> [Problem requirements] Using the data beneath this instruction, retype only the lines from the one that contains "Target: red and white decoration" down to the one that contains "Put a point on every instance of the concrete walkway;", both included, exactly as they appear.

> [Extracted data]
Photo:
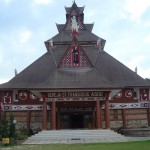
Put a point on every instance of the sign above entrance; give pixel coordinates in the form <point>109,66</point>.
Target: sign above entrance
<point>78,94</point>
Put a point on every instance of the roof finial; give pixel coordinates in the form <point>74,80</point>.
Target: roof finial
<point>99,43</point>
<point>15,71</point>
<point>74,26</point>
<point>135,69</point>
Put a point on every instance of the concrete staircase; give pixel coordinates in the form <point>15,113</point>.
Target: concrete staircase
<point>75,136</point>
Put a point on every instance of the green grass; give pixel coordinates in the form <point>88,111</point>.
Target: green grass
<point>144,145</point>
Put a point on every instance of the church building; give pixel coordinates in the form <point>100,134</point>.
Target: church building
<point>76,84</point>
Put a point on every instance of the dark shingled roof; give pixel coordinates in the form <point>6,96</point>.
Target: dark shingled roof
<point>88,27</point>
<point>75,78</point>
<point>116,72</point>
<point>78,9</point>
<point>106,72</point>
<point>34,74</point>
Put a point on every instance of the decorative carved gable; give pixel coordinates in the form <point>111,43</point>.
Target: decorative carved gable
<point>75,57</point>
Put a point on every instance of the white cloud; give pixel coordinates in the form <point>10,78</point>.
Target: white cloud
<point>25,36</point>
<point>7,1</point>
<point>3,80</point>
<point>136,8</point>
<point>43,1</point>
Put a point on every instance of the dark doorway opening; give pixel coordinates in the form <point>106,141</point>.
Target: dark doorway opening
<point>77,121</point>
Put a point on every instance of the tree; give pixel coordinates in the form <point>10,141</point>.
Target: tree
<point>4,126</point>
<point>12,130</point>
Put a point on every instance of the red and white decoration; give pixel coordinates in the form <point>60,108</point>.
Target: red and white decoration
<point>128,93</point>
<point>69,59</point>
<point>119,95</point>
<point>144,94</point>
<point>74,26</point>
<point>7,99</point>
<point>23,95</point>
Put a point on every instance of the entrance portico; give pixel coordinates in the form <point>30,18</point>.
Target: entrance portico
<point>76,112</point>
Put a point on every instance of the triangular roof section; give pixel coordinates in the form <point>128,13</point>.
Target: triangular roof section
<point>74,11</point>
<point>75,56</point>
<point>79,9</point>
<point>116,72</point>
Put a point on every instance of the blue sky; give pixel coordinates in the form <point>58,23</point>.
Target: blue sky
<point>26,24</point>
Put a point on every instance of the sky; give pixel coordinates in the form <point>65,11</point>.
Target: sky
<point>26,24</point>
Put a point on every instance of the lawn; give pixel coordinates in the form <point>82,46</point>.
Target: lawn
<point>145,145</point>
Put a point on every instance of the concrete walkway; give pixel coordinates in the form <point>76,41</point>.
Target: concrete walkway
<point>80,136</point>
<point>79,141</point>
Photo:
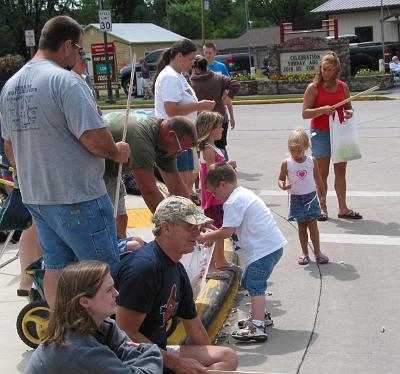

> [Answer section]
Target: red and white decoration
<point>128,93</point>
<point>69,59</point>
<point>119,95</point>
<point>144,94</point>
<point>74,26</point>
<point>7,99</point>
<point>23,95</point>
Put a point on every instance of the entrance portico; give pixel coordinates in the form <point>30,18</point>.
Target: entrance portico
<point>76,112</point>
Put a point on every instance of the triangular roof section; give pixel coordinates in the form <point>128,13</point>.
Target: triangular roof section
<point>74,11</point>
<point>75,56</point>
<point>79,9</point>
<point>116,72</point>
Put a point on every instance of the blue sky; give pixel coordinates in the form <point>58,23</point>.
Target: blue sky
<point>26,24</point>
Put a point on every instance of the sky; give pixel coordinates in the form <point>65,11</point>.
Target: sky
<point>26,24</point>
Put a point on every instance of the lawn; give pixel coordinates in the form <point>82,46</point>.
Target: lawn
<point>145,145</point>
Put a point on every instance of the concrete walkway; give pixel coordinates in the form <point>76,41</point>.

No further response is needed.